* WRITTEN PROBLEM *
Write out exactly the lines from the one containing "in [929, 806]." through the last line of the records below, including both.

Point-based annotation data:
****************************************

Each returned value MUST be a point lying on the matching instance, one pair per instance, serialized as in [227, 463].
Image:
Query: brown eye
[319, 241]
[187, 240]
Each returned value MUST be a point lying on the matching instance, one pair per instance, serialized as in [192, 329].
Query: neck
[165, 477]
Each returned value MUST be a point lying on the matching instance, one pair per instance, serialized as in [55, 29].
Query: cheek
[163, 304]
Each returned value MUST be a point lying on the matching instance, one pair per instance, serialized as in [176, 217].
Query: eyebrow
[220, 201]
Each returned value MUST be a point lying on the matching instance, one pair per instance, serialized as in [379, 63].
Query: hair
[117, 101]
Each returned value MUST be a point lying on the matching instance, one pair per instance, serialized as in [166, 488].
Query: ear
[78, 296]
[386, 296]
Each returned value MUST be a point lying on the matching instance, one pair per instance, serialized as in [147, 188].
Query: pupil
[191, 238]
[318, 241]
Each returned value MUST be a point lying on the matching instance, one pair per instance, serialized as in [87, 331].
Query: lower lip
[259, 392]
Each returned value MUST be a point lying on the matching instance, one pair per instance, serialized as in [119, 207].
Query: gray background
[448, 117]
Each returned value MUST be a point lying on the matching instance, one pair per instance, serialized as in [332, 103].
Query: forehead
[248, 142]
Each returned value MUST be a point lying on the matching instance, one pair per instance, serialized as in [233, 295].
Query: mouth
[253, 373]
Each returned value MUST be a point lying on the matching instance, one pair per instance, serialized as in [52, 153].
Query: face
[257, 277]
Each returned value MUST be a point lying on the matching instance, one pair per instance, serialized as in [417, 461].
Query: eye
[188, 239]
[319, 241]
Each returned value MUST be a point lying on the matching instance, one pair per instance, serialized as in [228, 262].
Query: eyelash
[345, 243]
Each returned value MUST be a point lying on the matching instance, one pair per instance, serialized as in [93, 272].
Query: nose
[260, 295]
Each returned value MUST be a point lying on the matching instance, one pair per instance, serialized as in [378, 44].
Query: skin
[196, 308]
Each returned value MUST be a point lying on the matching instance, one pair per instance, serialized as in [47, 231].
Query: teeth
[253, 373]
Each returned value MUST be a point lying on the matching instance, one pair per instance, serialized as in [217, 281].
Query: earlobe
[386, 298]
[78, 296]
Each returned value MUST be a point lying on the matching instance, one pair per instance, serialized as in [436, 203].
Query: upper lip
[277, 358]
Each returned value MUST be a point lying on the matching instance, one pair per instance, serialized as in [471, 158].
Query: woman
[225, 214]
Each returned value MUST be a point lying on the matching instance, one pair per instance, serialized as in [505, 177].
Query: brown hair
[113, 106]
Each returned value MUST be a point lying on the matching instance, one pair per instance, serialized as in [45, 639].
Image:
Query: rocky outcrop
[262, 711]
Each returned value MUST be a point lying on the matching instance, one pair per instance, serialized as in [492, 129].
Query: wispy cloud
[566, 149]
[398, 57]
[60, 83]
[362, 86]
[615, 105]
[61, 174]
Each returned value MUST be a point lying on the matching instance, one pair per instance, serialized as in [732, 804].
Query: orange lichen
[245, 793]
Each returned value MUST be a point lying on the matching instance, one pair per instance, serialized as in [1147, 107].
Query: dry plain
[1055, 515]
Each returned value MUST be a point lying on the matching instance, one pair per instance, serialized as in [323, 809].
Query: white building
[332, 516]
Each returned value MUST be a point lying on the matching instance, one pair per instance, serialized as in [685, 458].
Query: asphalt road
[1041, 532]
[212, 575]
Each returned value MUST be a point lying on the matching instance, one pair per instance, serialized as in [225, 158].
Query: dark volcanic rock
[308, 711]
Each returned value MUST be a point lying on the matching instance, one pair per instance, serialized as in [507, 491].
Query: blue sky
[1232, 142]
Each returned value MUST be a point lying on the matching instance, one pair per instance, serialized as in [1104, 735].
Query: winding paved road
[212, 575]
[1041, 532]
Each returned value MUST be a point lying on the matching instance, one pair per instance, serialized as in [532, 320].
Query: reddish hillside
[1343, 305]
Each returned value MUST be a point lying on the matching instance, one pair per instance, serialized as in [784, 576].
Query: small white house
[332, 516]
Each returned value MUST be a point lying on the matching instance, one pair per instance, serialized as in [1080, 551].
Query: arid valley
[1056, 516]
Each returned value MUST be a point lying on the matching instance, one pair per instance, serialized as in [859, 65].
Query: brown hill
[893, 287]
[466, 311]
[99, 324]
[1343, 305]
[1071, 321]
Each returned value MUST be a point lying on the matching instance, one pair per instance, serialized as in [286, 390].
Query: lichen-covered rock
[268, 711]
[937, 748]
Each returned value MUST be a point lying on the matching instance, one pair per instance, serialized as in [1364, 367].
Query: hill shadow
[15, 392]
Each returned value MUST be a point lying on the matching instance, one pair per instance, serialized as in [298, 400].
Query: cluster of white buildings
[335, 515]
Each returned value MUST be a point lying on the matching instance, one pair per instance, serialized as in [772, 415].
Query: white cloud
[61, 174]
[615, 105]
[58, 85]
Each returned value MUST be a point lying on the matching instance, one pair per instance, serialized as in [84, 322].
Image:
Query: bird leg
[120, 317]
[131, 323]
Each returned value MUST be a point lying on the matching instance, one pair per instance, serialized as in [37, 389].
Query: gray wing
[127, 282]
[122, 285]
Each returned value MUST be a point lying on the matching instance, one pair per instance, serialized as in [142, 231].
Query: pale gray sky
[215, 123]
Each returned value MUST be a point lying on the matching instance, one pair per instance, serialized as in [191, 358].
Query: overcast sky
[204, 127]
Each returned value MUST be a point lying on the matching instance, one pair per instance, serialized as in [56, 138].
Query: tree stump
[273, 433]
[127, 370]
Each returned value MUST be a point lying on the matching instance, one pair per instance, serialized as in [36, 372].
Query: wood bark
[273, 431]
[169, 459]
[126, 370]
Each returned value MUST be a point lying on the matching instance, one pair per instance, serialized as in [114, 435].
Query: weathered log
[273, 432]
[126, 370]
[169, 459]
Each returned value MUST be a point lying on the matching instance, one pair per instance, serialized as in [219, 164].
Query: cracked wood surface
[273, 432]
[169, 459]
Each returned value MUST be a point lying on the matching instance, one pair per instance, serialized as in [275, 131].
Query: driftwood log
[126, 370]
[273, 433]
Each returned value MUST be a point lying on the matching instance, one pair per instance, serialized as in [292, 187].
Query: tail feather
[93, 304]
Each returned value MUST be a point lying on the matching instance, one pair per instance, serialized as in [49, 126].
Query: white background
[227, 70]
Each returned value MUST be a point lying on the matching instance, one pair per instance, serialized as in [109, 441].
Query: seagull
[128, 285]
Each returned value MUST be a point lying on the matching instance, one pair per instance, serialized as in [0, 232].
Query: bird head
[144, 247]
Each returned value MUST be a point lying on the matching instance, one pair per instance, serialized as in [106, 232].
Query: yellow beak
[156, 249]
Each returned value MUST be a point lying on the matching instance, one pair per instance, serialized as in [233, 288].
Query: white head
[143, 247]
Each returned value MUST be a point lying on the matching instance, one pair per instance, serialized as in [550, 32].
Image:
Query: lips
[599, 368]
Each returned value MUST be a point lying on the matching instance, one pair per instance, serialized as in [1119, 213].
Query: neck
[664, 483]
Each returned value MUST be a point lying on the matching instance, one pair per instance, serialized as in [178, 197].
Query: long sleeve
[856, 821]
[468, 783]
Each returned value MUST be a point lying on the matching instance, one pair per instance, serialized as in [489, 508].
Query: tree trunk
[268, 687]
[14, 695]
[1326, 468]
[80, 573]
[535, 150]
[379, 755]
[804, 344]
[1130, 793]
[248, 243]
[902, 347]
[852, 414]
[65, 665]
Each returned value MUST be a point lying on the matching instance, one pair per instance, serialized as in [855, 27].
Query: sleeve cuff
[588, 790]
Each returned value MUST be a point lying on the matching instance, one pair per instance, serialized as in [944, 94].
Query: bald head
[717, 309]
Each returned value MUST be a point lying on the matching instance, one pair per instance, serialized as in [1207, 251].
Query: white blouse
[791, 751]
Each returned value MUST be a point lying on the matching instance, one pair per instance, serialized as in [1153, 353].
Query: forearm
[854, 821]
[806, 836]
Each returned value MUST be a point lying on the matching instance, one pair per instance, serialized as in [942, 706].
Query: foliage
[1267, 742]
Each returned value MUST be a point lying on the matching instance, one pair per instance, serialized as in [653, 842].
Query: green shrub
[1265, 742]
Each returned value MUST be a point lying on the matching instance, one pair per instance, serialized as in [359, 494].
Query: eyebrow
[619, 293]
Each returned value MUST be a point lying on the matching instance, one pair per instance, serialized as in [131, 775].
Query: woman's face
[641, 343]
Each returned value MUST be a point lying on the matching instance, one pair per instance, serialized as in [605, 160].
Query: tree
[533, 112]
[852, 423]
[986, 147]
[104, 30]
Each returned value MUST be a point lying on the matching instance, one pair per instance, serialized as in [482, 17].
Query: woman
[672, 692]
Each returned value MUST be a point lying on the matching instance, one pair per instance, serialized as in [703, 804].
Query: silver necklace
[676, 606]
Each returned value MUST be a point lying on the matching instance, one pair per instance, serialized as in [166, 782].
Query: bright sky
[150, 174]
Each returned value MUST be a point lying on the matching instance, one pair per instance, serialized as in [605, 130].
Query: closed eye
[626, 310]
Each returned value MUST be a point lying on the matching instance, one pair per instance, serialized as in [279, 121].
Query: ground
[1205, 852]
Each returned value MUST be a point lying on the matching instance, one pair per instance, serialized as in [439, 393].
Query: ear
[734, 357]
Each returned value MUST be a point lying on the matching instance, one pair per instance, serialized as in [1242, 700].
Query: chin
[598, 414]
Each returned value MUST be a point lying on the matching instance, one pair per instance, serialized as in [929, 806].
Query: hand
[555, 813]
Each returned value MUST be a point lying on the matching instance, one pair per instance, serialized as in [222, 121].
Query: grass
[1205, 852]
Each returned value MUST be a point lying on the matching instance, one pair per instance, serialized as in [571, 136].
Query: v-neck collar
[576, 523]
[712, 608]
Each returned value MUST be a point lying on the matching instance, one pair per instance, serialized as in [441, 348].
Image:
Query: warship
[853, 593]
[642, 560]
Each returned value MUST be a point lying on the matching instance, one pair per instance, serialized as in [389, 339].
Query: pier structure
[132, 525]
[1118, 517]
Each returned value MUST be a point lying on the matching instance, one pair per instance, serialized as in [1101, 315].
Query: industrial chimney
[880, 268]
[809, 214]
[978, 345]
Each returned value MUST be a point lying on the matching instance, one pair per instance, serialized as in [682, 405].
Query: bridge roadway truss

****************************************

* REPLY TO THE TASK *
Each returned value MUST be a point lying on the matching instance, one pair per instance, serialized as in [929, 806].
Query: hand
[555, 813]
Each returned value MUST be a point lying on the matching instance, one pair per instance, serialized as in [222, 121].
Query: grass
[1205, 852]
Each returned value MUST be a point lying on the matching instance, one pair per instance, serialized as in [571, 136].
Query: v-neck collar
[576, 523]
[712, 608]
Each returned value MUST be a point lying on the matching instance, one pair per instance, serialized as in [441, 348].
Image:
Query: warship
[853, 593]
[642, 560]
Each returned value MUST be a point lying on the matching instance, one pair per instance, serialized as in [389, 339].
Query: pier structure
[132, 525]
[1118, 517]
Each returned value MUST be a point lying on the matching instance, one pair per instance, serialized as in [1101, 315].
Query: industrial chimney
[880, 268]
[809, 214]
[978, 345]
Each returned value MUST be a point lying on the matching instance, one pair per instance, serialized as in [682, 405].
Query: bridge roadway truss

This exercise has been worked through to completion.